>> Start PAGE TEXT

Parker v. New York Life Ins. Co.

Decision Date01 March 1926
Docket Number25470
Citation142 Miss. 517,107 So. 198
CourtMississippi Supreme Court
PartiesPARKER v. NEW YORK LIFE INS. CO. [*]

Division A

DEATH. That person was fugitive from justice held insufficient to rebut statutory presumption of death from absence for seven years (Code 1906, section 1914; Hemingway's Code, section 1574).

The presumption created by section 1914, Code 1906 (section 1574 Hemingway's Code), that a person who absents himself from this state for seven successive years without being heard of is dead, can be rebutted only by proof that he was alive within that time; the mere fact that he was a fugitive from justice is insufficient for that purpose.

HON. R M. BOURDEAUX, Judge.

APPEAL from circuit court of Wayne county, HON. R. M. BOURDEAUX Judge.

Action by Mrs. Mary E. Parker against the New York Life Insurance Company. From a judgment for defendant, plaintiff appeals. Reversed and remanded.

Reversed and remanded.

F. B. Collins, for appellant.

The appellant, Mrs. Mary E. Parker, not having any direct proof of the death of the insured based her right to recover on the provisions of section 1914, Code of 1906 (section 1574, Hemingway's Code).

It is our contention that when the plaintiff made proof of the fact that the insured disappeared more than seven years prior to the bringing of the suit and that since that time no member of his family or any one else, so far as they had been able to learn, after diligent search and inquiry, had ever heard any tidings from him, it was the duty of the court and jury under the law to presume that he was dead; and the burden was then on the defendant to make proof that he was living within that period of time. And no such proof was made in this case.

Under the statute, one shall be presumed to be dead, regardless of what might have caused him to remain absent from the state if he shall absent himself from this state for seven years without being heard from during said time. In support of our construction of this statute, see Hoyt v. Newbold, 46 Am. Rep. 757, wherein the court was construing the provisions of a New Jersey statute which is similar to the provisions of our own statute.

According to the instructions granted by the court below to the defendant in this case, the statute was given an entirely different and erroneous construction. The statute makes no exceptions; but, on the other hand, provides that when such proof is made, the person who has absented himself or remained beyond the sea or concealed himself, shall be presumed to be dead in any case where his death shall come in question,

The rule of the common law was that the motive and cause for the disappearance when coupled with other facts and circumstances might be shown in evidence to rebut the presumption of death. And it was the rule of the common law that if the facts and circumstances were such as to account for the person's not being heard from within the seven-year period, then under such exceptional cases, the court and jury were not bound to presume that the absent person was dead. But the statute under consideration does not make any such exceptions.

>> End PAGE TEXT

- SHORT EXERCISE 1
In the case report, which county's circuit court was the appeal taken from?
- SHORT EXERCISE 2
Reproduce the case report word for word, from "The presumption created" down to "Collins, for appellant.".
The data are separate material with no connection to the case report.

>> Start DATA SEGMENT

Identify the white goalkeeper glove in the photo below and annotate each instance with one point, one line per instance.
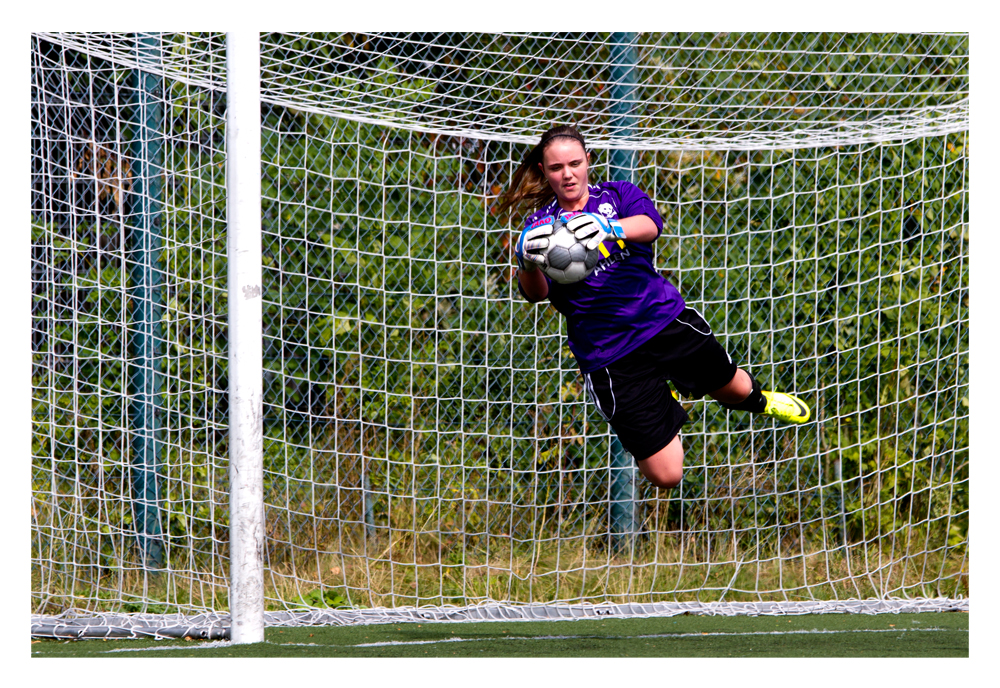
(530, 247)
(592, 228)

>> End DATA SEGMENT

- TASK ANSWER 1
The circuit court of Wayne county.

- TASK ANSWER 2
The presumption created by section 1914, Code 1906 (section 1574 Hemingway's Code), that a person who absents himself from this state for seven successive years without being heard of is dead, can be rebutted only by proof that he was alive within that time; the mere fact that he was a fugitive from justice is insufficient for that purpose.

HON. R M. BOURDEAUX, Judge.

APPEAL from circuit court of Wayne county, HON. R. M. BOURDEAUX Judge.

Action by Mrs. Mary E. Parker against the New York Life Insurance Company. From a judgment for defendant, plaintiff appeals. Reversed and remanded.

Reversed and remanded.

F. B. Collins, for appellant.